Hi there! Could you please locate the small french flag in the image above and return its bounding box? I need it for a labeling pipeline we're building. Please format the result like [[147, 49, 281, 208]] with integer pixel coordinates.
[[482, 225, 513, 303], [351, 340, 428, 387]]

--

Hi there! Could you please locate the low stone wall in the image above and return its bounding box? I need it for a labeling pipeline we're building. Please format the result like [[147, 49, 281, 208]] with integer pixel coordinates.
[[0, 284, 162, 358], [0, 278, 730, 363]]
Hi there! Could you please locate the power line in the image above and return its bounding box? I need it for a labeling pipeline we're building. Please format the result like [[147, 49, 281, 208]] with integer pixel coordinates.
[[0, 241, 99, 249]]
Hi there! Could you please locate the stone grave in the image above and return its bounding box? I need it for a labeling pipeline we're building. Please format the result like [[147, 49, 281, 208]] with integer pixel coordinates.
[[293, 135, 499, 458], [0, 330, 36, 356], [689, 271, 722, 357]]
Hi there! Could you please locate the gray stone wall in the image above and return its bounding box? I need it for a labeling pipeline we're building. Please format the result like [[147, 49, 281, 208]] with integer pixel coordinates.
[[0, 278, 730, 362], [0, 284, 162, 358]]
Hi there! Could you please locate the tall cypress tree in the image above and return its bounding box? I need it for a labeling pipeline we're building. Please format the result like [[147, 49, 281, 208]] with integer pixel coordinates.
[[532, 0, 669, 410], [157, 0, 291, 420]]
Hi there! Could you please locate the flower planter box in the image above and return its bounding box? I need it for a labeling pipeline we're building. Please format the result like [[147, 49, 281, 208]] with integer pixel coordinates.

▶ [EXERCISE INSTRUCTIONS]
Repeat the records above from the line with "Hi there! Could you please locate the stone" to the line with "[[0, 278, 730, 362], [0, 284, 162, 358]]", keeping both of those lines.

▶ [SOLUTION TO THE EXERCISE]
Hi there! Could you please locate the stone grave in the image above and return its bounding box? I need it for a labeling pipeline we're building. Please format the result like [[147, 49, 281, 208]] with integer pixel coordinates.
[[293, 135, 499, 458], [0, 330, 36, 356], [689, 271, 722, 357]]
Hi there! Could you please locate the gray stone wall in the image above and return its bounding box? I need it for a labeling pipeline we're building. Please format the result like [[147, 49, 281, 208]] with integer pixel coordinates.
[[0, 278, 730, 362], [0, 284, 162, 358]]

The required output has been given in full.